> [SELECTED TEXT]
=-=-=

Aside from increasing the penalties prescribed in Commonwealth Act No. 421, Republic Act No. 134 added the portion which states: "or in any manner permits or allow any person not possessing the qualifications required by the Constitution or existing laws to acquire, use, exploit or enjoy a right, franchise, privilege, property or business the exercise and enjoyment of which are expressly reserved by the Constitution or existing laws to citizens of the Philippines or of any other specific country, to intervene in the management, operation, administration or control thereof, whether as an officer, employee or laborer therein, with or without remuneration except technical personnel whose employment may be specifically authorized by the President of the Philippines upon recommendation of the Department Head concerned, if any, ... ."
The aforequoted Section 2-A penalizes (a) any person, corporation or association having in its name or under its control a right, franchise, privilege, property or business, the exercise or enjoyment of which is expressly reserved by the Constitution or the laws to the citizens of the Philippines or of any other specific country, or to corporations or associations at least sixty per centum of which is owned by such citizens, if such person, corporation or association.

=-=-=

> [WHAT TO WORK ON]
Answer these questions about the passage on Republic Act No. 134:
(a) The penalties of which earlier act did Republic Act No. 134 increase?
(b) Who may specifically authorize the employment of technical personnel, and on whose recommendation?
(c) What minimum share of ownership by citizens does the passage name for corporations or associations?

> [DATASET ROWS]

=-=-=

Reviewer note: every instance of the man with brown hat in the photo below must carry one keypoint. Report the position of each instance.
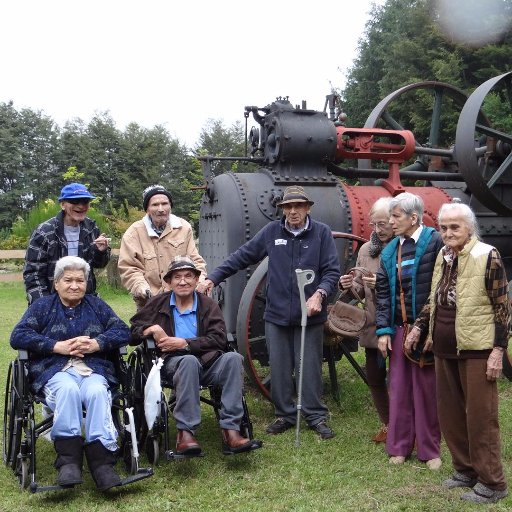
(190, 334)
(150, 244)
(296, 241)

=-=-=

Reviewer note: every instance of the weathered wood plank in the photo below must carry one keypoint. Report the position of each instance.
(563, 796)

=-=-=

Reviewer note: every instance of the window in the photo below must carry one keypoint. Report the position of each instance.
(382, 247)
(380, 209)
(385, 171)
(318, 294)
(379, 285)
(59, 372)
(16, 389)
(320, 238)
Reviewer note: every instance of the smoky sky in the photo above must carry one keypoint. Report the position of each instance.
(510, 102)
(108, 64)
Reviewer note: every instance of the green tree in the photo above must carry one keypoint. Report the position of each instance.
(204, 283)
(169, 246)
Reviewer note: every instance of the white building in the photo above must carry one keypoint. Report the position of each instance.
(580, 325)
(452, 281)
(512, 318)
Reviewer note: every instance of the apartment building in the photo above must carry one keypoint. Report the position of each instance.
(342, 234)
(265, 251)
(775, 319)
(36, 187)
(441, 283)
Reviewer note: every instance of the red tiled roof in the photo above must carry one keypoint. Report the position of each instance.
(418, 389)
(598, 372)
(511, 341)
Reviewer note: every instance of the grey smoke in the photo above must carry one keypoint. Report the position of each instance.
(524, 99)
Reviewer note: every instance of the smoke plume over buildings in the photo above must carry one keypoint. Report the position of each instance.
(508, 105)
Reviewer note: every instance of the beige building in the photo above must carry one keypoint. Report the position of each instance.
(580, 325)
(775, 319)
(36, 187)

=-=-=

> [WRITTEN SOLUTION]
(a) Commonwealth Act No. 421.
(b) The President of the Philippines, on the recommendation of the Department Head concerned, if any.
(c) At least sixty per centum.